**** Provided data ****

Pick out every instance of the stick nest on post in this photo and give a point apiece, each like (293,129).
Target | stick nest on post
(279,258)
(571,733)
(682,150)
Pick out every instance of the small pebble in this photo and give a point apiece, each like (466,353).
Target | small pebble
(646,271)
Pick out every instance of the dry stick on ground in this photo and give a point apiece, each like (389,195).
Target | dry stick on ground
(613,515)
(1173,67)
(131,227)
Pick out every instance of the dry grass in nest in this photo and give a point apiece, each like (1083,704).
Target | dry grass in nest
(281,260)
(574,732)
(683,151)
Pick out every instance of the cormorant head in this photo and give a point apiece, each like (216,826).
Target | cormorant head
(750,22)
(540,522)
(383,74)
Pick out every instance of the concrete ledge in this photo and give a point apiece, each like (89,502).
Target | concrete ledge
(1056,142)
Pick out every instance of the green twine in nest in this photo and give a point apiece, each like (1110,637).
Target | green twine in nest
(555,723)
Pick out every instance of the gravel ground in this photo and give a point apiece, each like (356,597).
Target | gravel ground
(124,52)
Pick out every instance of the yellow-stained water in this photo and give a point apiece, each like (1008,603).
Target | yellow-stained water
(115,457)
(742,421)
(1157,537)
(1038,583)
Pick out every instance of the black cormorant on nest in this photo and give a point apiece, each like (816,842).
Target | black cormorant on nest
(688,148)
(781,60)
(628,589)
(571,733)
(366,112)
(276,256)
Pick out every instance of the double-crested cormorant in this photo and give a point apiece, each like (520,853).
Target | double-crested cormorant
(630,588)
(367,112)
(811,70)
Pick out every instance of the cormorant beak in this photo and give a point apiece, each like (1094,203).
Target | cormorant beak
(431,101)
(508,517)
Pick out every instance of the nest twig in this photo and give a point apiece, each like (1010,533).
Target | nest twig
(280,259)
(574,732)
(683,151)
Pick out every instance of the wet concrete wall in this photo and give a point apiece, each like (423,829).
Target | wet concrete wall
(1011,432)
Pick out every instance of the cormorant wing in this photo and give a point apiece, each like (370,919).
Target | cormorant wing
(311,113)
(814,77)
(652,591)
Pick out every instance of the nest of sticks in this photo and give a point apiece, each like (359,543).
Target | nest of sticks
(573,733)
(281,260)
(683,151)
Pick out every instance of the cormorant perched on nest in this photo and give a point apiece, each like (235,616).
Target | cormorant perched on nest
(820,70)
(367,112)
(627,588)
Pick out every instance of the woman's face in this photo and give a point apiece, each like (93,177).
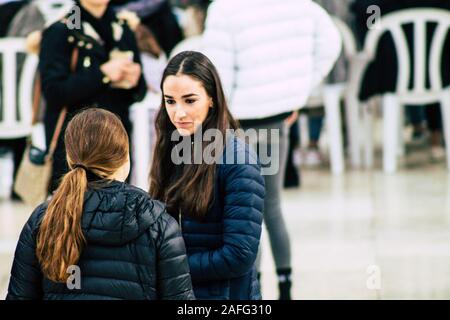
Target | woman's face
(95,2)
(187,103)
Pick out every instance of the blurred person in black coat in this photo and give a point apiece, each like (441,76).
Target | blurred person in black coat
(108,72)
(158,16)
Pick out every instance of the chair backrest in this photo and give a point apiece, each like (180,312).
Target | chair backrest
(53,10)
(16,110)
(348,39)
(419,18)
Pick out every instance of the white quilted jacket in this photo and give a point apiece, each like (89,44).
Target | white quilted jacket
(269,53)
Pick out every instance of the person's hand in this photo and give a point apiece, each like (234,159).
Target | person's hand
(132,74)
(114,69)
(291,119)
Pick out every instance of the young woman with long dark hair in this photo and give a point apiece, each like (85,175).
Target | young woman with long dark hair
(218,203)
(119,242)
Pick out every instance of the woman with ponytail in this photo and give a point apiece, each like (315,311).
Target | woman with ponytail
(99,238)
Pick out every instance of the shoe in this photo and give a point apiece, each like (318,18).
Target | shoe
(420,139)
(313,158)
(438,153)
(285,290)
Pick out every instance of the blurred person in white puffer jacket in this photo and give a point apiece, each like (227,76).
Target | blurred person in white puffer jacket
(270,54)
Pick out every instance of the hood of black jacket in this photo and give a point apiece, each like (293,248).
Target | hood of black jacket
(118,213)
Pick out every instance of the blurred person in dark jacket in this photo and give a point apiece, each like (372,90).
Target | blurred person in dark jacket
(158,16)
(107,75)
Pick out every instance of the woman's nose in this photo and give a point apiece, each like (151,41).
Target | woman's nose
(179,112)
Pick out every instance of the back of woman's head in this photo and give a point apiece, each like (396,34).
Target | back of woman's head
(96,141)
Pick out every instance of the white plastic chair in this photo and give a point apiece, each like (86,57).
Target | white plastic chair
(15,120)
(330,96)
(53,10)
(419,94)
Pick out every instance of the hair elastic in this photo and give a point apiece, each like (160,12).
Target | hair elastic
(80,166)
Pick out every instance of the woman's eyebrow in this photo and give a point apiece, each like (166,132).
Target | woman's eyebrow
(185,96)
(189,95)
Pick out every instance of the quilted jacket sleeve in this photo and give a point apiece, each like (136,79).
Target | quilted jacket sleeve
(244,193)
(218,43)
(26,276)
(174,280)
(327,44)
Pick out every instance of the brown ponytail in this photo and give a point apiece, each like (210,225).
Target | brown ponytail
(96,140)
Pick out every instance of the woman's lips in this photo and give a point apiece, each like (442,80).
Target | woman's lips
(184,124)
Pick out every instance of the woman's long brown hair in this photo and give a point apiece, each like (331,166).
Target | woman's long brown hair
(193,191)
(94,139)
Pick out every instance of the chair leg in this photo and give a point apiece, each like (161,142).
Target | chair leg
(445,107)
(368,136)
(391,114)
(352,118)
(333,118)
(401,151)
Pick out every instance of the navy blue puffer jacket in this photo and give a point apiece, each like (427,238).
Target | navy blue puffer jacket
(222,248)
(134,251)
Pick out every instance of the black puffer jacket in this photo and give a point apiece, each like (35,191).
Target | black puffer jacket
(134,251)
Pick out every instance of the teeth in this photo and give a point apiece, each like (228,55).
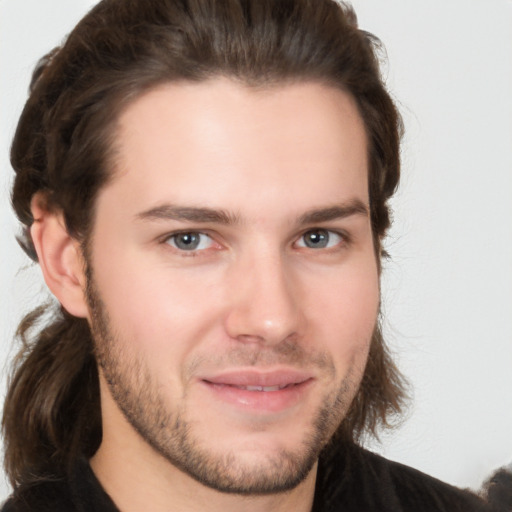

****

» Stated problem:
Copy out each line from the rows above that contains the string "hand", matching its case exactly.

» Answer:
Pick out every instance of the person's hand in this photo and give a point apiece, each like (234,159).
Target | person's hand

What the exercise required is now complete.